### Exercise goal
Write out every line of the data below verbatim, leaving out the image.

▶

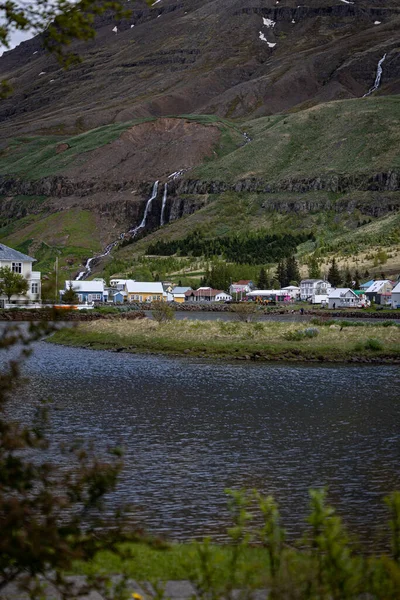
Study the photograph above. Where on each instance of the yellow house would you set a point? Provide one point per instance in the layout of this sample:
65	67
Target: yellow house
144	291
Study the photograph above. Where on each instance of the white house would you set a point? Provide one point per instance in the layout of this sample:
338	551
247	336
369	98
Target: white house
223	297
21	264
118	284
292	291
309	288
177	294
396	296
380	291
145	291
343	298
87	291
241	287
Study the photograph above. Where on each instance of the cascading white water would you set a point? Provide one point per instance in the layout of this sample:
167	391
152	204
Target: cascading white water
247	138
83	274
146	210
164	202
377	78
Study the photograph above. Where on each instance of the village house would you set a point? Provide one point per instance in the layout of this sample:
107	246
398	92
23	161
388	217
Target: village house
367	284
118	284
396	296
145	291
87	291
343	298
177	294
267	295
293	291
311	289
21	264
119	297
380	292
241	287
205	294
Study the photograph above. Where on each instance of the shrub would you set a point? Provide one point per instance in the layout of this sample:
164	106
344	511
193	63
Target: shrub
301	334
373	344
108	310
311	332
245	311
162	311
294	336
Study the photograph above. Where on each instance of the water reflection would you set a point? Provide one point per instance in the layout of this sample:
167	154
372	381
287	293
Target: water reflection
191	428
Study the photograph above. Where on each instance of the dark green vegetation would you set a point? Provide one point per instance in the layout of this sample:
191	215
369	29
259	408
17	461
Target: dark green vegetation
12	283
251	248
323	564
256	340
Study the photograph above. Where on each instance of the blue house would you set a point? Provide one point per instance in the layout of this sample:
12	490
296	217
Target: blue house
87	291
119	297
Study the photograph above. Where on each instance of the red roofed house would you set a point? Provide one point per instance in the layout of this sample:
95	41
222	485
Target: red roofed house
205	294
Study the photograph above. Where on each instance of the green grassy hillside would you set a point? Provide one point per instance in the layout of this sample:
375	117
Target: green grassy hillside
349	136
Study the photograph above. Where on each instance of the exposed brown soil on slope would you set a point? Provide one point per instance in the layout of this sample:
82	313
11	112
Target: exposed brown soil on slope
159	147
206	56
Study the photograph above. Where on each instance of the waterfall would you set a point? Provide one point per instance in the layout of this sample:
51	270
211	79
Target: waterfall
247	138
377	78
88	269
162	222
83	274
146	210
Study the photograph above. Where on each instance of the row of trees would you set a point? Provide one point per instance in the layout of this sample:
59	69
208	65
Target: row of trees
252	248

◀

### Output of the task
Study the photograph above. Where on each instance of the yellow house would you set a point? Provide one point per instance in the layout of this sample:
65	67
Target: yellow house
144	291
Study the photograph above. Where on each instance of the white house would you set a point? Provide one point per instance in the layout of this sample:
338	551
247	336
369	98
Target: white house
223	297
21	264
118	284
292	291
309	288
177	294
396	296
380	291
145	291
343	298
87	291
241	287
Study the photograph above. Where on each instance of the cascading white water would you set a point? Provide one point per instance in the layout of this sample:
167	391
152	204
Target: cascading white water
247	138
83	274
146	210
164	202
377	78
Study the photograph above. Where on each instance of the village house would you set a point? Provide one point per instance in the layout of this sample:
107	246
398	92
23	161
388	217
Target: village house
367	284
118	284
396	296
145	291
87	291
343	298
177	294
267	295
293	291
311	289
21	264
119	297
380	292
241	287
205	294
Study the photograph above. Where on each instance of the shrub would you set a point? Provide one point per instance in the layout of this sample:
164	106
344	511
193	63
Target: shrub
301	334
373	344
108	310
311	332
245	311
162	311
294	336
Study the photograph above. Where on each instance of the water reflection would you set a point? Provide one point per instance in the layout of this sample:
167	154
372	381
287	293
Target: water reflection
191	428
Study the photograph above. Where on each instance of the dark green vegetation would you set a point? Provide one point per instance in the layout of this sample:
191	215
369	29
259	408
17	461
Target: dark green vegetation
12	283
251	248
323	564
256	340
Study the photograph above. Where on each instance of the blue house would you set a point? Provide one point per instance in the layout of this sample:
12	490
296	217
Target: blue house
87	291
119	297
Study the photograph above. Where on each instance of the red roofed house would you set a point? Provide one point per instance in the layout of this sample:
95	41
222	485
Target: red roofed house
205	294
Study the photograph above. Where on each instance of the green grassy hillside would you set a point? Provide one point per instance in the layout of this sample:
375	117
Target: green grassy hillside
349	136
Study the photograph above. Where on each instance of the exposed brown soil on slope would you set a point? Provide one point per instance in the layout of this sample:
82	313
11	112
Target: exposed brown soil on slope
159	147
206	56
Study the photograph above. Where on each instance of the waterfall would you set a point? Provide one point per instance in the layout of this sample:
51	270
211	79
Target: waterfall
247	138
377	78
88	269
162	222
83	274
146	210
Study the photograph above. Where on each instance of the row of trees would you set a point? Provide one point per instance in the layout of this sample:
59	69
208	65
Target: row of trees
252	248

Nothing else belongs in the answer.